> **Listing**
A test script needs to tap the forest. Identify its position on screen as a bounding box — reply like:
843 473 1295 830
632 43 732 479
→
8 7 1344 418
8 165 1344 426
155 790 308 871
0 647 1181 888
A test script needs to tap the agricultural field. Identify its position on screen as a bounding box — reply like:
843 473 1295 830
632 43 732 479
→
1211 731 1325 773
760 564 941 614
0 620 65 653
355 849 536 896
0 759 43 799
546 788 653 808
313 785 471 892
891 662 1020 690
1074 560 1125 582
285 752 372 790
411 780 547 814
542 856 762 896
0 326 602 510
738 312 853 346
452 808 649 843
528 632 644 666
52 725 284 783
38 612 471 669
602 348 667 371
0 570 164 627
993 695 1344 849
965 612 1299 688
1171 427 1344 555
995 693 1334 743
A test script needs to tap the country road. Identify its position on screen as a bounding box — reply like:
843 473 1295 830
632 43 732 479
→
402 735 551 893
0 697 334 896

> **What you will do**
Set out every line of the material above as a numbered list, leaving out any blank lines.

> **Written answer**
1. A test script needs to tap the forest. Identify its position on screen as a bounding box — reply like:
2. 843 473 1295 830
3. 632 43 732 479
4. →
5. 8 7 1344 418
6. 8 165 1344 426
7. 155 790 308 871
8. 0 647 1181 888
9. A test script needs to tap the agricultural field. Identify its position on screen as a bounding box — reply like:
10. 843 473 1295 830
11. 632 43 732 479
12. →
13. 1211 731 1325 773
14. 760 564 941 614
15. 0 620 65 653
16. 355 849 536 896
17. 0 759 43 799
18. 546 788 653 808
19. 313 785 471 892
20. 891 662 1020 690
21. 1074 560 1125 582
22. 285 752 372 790
23. 411 780 547 814
24. 542 856 762 896
25. 0 326 602 510
26. 738 312 853 346
27. 452 808 649 843
28. 528 632 644 666
29. 52 725 284 783
30. 38 612 471 669
31. 602 348 667 371
32. 0 570 164 627
33. 993 695 1344 849
34. 965 612 1299 688
35. 1171 427 1344 555
36. 995 693 1334 743
37. A test script needs to tap the country road. Identify its position on screen as a bounding box — reply like:
38. 843 473 1295 830
39. 632 43 732 479
40. →
41. 402 735 551 893
42. 0 697 334 896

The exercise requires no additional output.